Yazılı Görev 1: Zulüm ve adalet üzerine olan yazıyı baştan sona hiçbir değişiklik yapmadan alıntılayın.
Yazılı Görev 2: Lütfen listede "coordinates" dizesini içeren her satırı bulup kopyalayın. Büyük ve küçük harf ayrımı dikkate alınmalıdır.

Metin Bölümü:
______
CÜNEYT BOL


ZULÜM VE ADALET SADECE İKİ KELİME DEĞİL

Zalimler ve zulmedenler dünya tarihinin leş gibi kokan sayfalarındaki yerlerini almaya devam ediyorlar.


Dünyanın çeşitli bölgelerinde yaşanan zulmün, toplumsal çığlıklara dönüştüğünü duymaya ve görmeye devam ediyoruz.

Zulüm sadece, bizim de içinde bulunduğumuz Ortadoğu ülkelerinde yaşanmıyor, Afrika ve kimi Uzakdoğu ülkelerinde, hatta çoğu gelişmiş ülkelerde bile sıklıkla rastlanan bir durum. 

Tüm dinler, kutsal kitaplarında zulüm kelimesi bir ‘Kötülük simgesi’ olarak kullanıyorlar. 

Zalimler ve zulmedenler dünya tarihinin leş gibi kokan sayfalarındaki yerlerini almaya devam ediyorlar.

Özetle zulüm, bir insanlık suçu olarak karşımızda duruyor.

*** 

Şimdi, zulüm kelimesinin anlamına detaylıca bakalım; 

Zulüm, basit bir ifadeyle ‘adaletin zıttı’ denilebilir.

Diyanet İşleri Başkanlığının sitesindeki tanımlardan biri de şöyle; Zulüm; güçlü bir kimsenin yasaya veya vicdana aykırı olarak başkasını uğrattığı kötü durum, kıyım, acımasızlık, haksızlık, eziyet ve cefadır.
______
Girdi Malzemesi:

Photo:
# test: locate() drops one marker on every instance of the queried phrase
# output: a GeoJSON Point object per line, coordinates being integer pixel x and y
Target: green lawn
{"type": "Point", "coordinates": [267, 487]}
______
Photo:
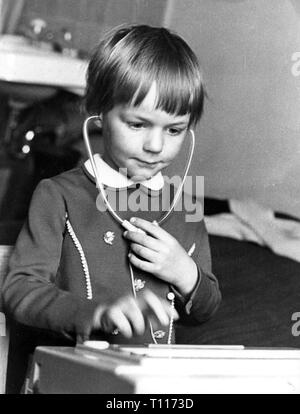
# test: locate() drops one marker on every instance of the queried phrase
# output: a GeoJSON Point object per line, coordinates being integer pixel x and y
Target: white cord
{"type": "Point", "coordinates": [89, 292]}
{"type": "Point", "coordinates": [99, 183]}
______
Eksiksiz Yanıt 1:
CÜNEYT BOL


ZULÜM VE ADALET SADECE İKİ KELİME DEĞİL

Zalimler ve zulmedenler dünya tarihinin leş gibi kokan sayfalarındaki yerlerini almaya devam ediyorlar.


Dünyanın çeşitli bölgelerinde yaşanan zulmün, toplumsal çığlıklara dönüştüğünü duymaya ve görmeye devam ediyoruz.

Zulüm sadece, bizim de içinde bulunduğumuz Ortadoğu ülkelerinde yaşanmıyor, Afrika ve kimi Uzakdoğu ülkelerinde, hatta çoğu gelişmiş ülkelerde bile sıklıkla rastlanan bir durum. 

Tüm dinler, kutsal kitaplarında zulüm kelimesi bir ‘Kötülük simgesi’ olarak kullanıyorlar. 

Zalimler ve zulmedenler dünya tarihinin leş gibi kokan sayfalarındaki yerlerini almaya devam ediyorlar.

Özetle zulüm, bir insanlık suçu olarak karşımızda duruyor.

*** 

Şimdi, zulüm kelimesinin anlamına detaylıca bakalım; 

Zulüm, basit bir ifadeyle ‘adaletin zıttı’ denilebilir.

Diyanet İşleri Başkanlığının sitesindeki tanımlardan biri de şöyle; Zulüm; güçlü bir kimsenin yasaya veya vicdana aykırı olarak başkasını uğrattığı kötü durum, kıyım, acımasızlık, haksızlık, eziyet ve cefadır.

Eksiksiz Yanıt 2:
# output: a GeoJSON Point object per line, coordinates being integer pixel x and y
{"type": "Point", "coordinates": [267, 487]}
# output: a GeoJSON Point object per line, coordinates being integer pixel x and y
{"type": "Point", "coordinates": [89, 292]}
{"type": "Point", "coordinates": [99, 183]}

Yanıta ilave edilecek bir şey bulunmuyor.